_RECORDS FOR THE EXERCISE_:
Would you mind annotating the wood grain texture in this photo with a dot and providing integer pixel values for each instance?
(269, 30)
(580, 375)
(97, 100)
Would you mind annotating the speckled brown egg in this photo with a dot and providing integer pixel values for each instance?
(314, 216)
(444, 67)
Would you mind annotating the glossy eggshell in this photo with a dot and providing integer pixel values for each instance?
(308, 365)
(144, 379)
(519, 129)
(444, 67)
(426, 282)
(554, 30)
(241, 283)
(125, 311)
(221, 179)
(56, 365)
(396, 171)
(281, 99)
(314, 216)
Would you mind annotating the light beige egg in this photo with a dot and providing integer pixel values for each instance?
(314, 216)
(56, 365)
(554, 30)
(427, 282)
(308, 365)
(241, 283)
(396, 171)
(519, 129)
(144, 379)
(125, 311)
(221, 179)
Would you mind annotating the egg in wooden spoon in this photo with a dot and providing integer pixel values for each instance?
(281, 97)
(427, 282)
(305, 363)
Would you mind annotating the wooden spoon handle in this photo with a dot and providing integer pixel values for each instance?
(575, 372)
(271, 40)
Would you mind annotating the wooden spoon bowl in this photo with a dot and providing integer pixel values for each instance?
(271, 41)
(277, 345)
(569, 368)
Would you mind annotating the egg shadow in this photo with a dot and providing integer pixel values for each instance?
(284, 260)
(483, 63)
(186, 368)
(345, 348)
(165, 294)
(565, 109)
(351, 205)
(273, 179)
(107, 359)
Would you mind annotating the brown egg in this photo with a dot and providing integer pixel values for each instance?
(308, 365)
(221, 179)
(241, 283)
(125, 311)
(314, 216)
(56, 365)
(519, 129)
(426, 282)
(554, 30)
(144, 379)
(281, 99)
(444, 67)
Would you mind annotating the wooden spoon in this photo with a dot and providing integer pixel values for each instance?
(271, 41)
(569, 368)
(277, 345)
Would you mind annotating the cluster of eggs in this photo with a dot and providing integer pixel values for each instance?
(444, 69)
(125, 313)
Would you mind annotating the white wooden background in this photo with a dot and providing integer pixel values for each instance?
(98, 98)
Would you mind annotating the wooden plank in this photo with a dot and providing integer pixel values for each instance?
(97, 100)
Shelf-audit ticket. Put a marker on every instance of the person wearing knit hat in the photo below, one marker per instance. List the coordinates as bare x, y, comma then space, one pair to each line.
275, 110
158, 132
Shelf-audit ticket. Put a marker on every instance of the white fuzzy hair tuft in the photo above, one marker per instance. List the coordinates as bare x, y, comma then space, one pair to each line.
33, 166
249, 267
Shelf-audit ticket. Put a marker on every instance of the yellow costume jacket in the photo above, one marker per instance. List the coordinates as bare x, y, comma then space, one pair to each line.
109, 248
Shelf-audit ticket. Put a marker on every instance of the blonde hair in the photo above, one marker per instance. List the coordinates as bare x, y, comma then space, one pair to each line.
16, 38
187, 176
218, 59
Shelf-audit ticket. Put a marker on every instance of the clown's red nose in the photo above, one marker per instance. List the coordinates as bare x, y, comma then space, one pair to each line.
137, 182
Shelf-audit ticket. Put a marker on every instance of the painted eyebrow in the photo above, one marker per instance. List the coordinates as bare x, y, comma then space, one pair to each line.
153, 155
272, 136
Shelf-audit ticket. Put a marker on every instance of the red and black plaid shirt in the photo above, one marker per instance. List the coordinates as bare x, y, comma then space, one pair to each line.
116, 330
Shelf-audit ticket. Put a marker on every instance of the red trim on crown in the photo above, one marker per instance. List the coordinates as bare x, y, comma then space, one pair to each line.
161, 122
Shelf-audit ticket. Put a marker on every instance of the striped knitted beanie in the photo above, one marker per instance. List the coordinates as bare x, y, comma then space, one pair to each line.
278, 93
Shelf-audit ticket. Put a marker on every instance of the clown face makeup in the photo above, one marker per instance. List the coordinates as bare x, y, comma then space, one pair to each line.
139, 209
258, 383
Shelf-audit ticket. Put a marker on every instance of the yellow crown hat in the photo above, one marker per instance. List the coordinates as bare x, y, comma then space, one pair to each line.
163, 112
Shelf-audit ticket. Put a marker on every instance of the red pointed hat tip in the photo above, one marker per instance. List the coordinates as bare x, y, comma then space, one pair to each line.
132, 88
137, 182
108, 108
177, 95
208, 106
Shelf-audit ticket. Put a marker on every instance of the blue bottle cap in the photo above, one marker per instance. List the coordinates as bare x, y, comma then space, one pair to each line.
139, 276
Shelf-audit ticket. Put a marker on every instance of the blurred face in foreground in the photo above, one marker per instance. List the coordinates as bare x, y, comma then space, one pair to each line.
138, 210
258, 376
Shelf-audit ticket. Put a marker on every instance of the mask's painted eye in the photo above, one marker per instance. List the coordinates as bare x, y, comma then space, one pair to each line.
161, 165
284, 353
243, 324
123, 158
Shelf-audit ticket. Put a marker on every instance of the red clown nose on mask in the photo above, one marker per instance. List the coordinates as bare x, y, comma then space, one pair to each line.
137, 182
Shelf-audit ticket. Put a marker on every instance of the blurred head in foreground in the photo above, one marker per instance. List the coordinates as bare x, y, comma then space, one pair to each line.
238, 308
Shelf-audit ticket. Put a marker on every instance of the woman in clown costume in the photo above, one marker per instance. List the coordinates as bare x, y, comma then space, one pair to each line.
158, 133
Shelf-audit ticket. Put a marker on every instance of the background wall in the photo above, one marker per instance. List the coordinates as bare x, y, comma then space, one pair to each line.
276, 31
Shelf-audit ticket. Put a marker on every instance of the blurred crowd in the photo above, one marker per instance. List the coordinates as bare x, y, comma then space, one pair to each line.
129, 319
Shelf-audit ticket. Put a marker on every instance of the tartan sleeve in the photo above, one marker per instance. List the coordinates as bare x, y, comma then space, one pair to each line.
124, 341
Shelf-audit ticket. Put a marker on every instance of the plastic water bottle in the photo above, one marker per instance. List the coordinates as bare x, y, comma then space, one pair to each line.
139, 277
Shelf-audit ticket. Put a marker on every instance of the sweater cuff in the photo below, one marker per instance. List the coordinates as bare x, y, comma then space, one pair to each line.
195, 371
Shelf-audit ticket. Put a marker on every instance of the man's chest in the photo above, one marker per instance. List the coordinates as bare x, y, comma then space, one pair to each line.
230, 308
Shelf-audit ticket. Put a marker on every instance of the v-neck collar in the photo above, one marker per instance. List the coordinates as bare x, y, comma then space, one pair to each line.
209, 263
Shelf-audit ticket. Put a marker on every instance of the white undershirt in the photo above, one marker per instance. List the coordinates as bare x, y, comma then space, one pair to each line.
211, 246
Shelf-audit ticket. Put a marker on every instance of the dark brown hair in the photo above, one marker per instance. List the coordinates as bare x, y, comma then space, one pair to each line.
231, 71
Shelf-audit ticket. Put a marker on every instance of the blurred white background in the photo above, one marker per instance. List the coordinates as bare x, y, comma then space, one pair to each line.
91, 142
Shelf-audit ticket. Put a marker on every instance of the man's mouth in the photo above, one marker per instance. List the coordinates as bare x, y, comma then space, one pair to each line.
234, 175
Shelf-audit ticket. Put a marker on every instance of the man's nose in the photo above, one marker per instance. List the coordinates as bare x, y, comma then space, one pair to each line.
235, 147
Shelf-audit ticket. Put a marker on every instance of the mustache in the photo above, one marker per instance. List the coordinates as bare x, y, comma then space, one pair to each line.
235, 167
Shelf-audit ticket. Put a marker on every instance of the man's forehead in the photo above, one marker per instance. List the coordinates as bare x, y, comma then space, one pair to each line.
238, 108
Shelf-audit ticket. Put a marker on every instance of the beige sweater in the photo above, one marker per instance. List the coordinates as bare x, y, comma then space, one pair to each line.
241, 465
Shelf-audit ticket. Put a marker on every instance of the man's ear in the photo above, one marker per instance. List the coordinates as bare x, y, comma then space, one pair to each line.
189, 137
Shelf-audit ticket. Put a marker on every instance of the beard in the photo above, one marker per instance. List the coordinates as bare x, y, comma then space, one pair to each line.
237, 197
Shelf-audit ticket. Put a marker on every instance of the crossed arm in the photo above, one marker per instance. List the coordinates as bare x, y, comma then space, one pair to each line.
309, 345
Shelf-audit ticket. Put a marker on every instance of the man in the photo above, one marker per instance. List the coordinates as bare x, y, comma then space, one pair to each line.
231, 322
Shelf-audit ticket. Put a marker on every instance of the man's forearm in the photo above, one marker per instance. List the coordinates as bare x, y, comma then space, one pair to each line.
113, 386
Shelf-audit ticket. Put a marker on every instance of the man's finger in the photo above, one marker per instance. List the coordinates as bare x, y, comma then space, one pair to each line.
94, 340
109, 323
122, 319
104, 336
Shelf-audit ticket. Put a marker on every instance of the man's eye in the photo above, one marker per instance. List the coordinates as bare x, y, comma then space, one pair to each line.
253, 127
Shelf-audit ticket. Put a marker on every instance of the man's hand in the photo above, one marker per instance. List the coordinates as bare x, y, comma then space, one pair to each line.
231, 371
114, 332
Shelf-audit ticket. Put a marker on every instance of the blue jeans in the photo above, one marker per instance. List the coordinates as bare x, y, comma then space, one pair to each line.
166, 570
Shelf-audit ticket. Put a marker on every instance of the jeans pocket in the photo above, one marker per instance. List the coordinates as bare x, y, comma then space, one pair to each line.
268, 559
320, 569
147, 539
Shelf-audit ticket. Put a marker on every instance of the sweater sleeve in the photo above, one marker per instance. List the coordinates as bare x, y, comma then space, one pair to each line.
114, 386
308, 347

_TRY IT_: Beginning with the line that holds "the man's eye" and ending with the last line of the data, copy each line exactly and add nothing.

_ANSWER BOX_:
Shelf-audit ticket. Put a marker on every instance of the man's eye in the photo above, one marker per instance. List the coordinates as bare x, y, comma then space, one pair to each line.
253, 127
Shelf-audit ticket. Put a marker on every instance of the man's hand in the photo above, one marker per instance. List the coordinates as bare x, y, comma then space, one pair to each line.
231, 371
114, 332
Shelf-audit ticket. Put a marker on every instance of the blue jeans in the photo above, one marker per instance. List the coordinates as bare x, y, comma then space, one pair to each line.
166, 570
Shelf-audit ticket. Put a marker on every instance of the jeans pocket in the photo above, one marker per instance. List the coordinates as bare x, y, comma then space, one pair to each line.
268, 559
320, 569
147, 539
Shelf-audit ticket. Put a marker on every instance of the sweater sleeve in the photo above, one marker per instance. List the coordinates as bare x, y, comma then space, one pair to each line.
114, 386
308, 347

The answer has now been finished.